Although born to a Kenyan father and white mother, Obama is a black American and a black American politician. In the United States, blackness has always been a social rather than an ethnic category, so that, if someone looks black and has some African blood, he is black, even if one of his parents was white. "If I'm outside your building trying to catch a cab," Obama told interviewer Charlie Rose, "they're not saying, 'Oh, there's a mixed race guy.'"
At the same time, Obama was brought up by white relatives, lived in Hawaii, and attended elite schools. His divergence from previous black politicians like Jesse Jackson and Al Sharpton comes out most clearly in his unwillingness to embrace race-specific remedies or any program that smacks of reparations. "An emphasis on universal, as opposed to race-specific, programs isn't just good policy; it's also good politics," Obama writes in The Audacity of Hope, which he published on the eve of the campaign. Obama also has little of the typical black politician's underlying outlook. Many black politicians descend from slaves brought from West Africa. That is part of their frame of reference when speaking about the United States. Jackson, for instance, reminded Michael Dukakis, his rival for the Democratic nomination in 1988, that his ancestors had come over on "slave ships" while Dukakis's had arrived on "immigrant ships. " Just before the Democratic convention that year, miffed that Dukakis had passed him over for the vice presidency, Jackson claimed that the Massachusetts governor wanted to use him as a "vote picker" to bring his followers to the "big house." Obama, by contrast, is the son of an East African whose ancestors were not shipped to the New World as slaves. He wouldn't simply shun these kind of metaphors; they probably wouldn't occur to him because they aren't part of his political heritage. To put it in Adamic terms, he is outside of America's racial history and conveys little resentment over his own racial past.

Supplied data:
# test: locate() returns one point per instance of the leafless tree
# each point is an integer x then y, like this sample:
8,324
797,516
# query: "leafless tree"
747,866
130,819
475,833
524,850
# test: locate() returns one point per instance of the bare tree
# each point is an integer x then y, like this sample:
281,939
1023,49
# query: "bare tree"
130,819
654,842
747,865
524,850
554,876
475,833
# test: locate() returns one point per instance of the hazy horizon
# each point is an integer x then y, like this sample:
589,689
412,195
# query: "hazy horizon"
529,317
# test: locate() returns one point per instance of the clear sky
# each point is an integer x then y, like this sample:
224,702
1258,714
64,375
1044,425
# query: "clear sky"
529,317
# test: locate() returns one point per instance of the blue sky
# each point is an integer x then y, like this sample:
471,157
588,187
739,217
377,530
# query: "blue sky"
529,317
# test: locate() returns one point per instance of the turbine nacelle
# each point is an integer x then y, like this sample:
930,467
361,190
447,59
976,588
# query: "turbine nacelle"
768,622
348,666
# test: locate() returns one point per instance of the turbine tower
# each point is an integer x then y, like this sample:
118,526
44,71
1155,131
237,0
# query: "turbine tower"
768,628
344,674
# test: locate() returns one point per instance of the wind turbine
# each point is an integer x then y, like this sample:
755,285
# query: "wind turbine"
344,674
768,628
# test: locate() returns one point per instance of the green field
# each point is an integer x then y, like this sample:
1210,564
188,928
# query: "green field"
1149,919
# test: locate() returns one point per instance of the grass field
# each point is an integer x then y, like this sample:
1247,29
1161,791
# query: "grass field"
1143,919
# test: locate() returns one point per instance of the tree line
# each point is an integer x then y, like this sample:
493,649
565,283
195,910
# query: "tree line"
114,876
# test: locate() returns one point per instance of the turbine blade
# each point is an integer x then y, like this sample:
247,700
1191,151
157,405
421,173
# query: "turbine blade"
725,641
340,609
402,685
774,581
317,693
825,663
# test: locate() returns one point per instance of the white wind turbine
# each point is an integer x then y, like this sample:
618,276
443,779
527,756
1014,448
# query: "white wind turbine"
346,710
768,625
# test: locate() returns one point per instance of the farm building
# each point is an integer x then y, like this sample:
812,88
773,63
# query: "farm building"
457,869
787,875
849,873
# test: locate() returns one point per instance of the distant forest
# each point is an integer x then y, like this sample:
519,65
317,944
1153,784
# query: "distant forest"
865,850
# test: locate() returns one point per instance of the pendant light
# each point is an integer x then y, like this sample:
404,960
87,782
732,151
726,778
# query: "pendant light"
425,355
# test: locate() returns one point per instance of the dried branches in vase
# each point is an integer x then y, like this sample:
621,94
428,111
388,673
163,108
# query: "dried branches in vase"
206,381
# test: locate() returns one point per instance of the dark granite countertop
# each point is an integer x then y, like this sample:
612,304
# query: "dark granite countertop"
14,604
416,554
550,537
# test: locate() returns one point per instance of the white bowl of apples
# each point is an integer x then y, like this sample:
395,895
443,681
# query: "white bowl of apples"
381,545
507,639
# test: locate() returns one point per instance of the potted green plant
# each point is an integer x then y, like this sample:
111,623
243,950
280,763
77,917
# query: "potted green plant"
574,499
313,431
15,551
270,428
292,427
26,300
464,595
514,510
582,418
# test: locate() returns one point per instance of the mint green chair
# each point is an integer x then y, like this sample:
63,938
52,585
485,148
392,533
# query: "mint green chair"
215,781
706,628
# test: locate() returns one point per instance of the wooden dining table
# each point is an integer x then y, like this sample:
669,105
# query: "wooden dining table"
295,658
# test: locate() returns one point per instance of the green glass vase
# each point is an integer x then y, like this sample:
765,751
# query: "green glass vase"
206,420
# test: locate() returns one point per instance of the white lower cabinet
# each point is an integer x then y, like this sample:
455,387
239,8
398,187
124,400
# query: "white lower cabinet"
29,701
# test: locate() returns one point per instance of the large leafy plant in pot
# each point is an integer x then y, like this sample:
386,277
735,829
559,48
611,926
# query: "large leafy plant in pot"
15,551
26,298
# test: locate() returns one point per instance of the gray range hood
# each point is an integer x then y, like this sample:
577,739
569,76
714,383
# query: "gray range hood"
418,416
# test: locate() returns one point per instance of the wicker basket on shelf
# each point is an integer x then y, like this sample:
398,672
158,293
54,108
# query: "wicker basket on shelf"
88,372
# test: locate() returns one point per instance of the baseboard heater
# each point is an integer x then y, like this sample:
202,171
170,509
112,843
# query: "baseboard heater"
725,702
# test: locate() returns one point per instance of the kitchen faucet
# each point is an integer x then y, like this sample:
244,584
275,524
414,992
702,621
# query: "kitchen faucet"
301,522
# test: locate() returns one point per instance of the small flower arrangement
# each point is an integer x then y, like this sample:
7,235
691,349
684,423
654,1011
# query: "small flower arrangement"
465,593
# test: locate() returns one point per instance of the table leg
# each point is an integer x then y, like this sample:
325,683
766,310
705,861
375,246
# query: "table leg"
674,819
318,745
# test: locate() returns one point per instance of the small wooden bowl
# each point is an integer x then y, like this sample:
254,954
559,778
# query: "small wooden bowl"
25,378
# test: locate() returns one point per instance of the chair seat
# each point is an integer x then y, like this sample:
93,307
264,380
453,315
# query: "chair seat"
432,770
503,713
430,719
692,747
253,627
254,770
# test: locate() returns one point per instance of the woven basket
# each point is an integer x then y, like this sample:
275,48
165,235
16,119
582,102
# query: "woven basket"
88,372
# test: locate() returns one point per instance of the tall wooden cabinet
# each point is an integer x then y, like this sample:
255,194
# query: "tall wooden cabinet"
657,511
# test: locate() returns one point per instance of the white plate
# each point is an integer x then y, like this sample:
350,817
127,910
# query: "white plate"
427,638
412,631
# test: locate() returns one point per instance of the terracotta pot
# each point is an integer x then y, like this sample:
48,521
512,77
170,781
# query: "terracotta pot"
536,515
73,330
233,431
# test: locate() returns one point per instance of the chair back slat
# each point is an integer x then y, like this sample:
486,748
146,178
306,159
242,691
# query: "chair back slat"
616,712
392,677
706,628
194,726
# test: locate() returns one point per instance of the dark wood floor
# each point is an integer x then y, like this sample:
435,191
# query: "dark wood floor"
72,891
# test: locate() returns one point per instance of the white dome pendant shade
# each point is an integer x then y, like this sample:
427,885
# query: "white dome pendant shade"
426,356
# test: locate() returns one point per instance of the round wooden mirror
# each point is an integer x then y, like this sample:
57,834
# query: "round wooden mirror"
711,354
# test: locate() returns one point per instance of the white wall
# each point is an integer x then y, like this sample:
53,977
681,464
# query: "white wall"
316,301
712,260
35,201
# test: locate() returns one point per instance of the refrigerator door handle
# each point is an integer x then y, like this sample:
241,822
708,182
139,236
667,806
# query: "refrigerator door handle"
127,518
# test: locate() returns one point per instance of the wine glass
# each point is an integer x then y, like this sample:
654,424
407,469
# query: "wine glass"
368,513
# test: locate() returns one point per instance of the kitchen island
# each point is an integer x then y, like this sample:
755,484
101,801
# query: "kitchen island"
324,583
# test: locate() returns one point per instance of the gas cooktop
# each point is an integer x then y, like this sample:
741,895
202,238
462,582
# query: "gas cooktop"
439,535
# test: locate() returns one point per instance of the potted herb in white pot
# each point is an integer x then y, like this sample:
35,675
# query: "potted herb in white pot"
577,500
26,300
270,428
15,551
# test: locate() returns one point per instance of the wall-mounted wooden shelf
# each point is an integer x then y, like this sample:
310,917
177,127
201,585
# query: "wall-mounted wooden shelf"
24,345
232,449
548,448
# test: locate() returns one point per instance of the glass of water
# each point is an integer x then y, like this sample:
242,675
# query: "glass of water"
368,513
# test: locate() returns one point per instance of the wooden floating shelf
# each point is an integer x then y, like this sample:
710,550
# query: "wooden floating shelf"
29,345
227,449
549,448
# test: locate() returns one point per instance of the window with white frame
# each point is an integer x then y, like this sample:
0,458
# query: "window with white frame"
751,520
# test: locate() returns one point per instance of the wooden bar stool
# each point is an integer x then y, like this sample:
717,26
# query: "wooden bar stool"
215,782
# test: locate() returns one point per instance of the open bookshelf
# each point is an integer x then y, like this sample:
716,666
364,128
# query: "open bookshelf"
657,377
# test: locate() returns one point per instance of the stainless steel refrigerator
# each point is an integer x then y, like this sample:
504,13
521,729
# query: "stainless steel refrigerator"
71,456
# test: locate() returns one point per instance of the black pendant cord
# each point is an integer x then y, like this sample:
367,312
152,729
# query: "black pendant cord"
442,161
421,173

What this exercise asks:
1: Count the lines of the records that contain the string "tall", treating case as significant, and give only the number.
2: Write the next part of the passage on Obama's racial background and politics, picking up after its final sentence.

Answers per task:
1: 2

2:
As he tells it, Obama's message is very much that of the successful immigrant who has miraculously transcended the racial divide. Speaking in the town in Kansas in which his maternal grandfather grew up, Obama said:
Our family's story is one that spans miles and generations, races and realities. It's the story of farmers and soldiers, city workers and single moms. It takes place in small towns and good schools, in Kansas and Kenya, on the shores of Hawaii and the streets of Chicago. It's a varied and unlikely journey, but one that's held together by the same simple dream. And that is why it's American. That's why I can stand here and talk about how this country is more than a collection of red states and blue states--because my story could only happen in the United States.
When white Americans hear these words, they don't feel guilt about past injustices, but rather hope for racial reconciliation.
Some observers argue that Barack Obama can't win, that America is not ready to vote for a Black man to be our president. On the contrary, many Americans crave the opportunity to vote for a Black man. Judis is correct, of course, that Obama is possibly uniquely suited for that role. Beyond his amazing gifts as a candidate—indeed, it may in fact be one of his gifts—is a history that doesn't include the slave heritage or ancestors who lived through the wrenching century between emancipation and full citizenship. It doesn't include the history Obama described as negatively influencing African-Americans of Jeremiah Wright's generation. And he's not an effective surrogate for the feared or disdained African-American stereotypes of the 1960's and 1970's, such the Black Panther, the urban rioter, or the supposedly unqualified affirmative action hire that got a job that Geraldine Ferraro's ideal constituency is still upset about not getting.
This must terrify the Republicans. The shrewder among them, like Rove, must realize that Obama doesn't scare swing voters the way someone like Jesse Jackson surely did twenty years ago. And they must also realize that the ignorant racism of Republicans like Geoff Davis will expose the racism just below the surface of so many of the traditional Republican campaign appeals of the last 40 years.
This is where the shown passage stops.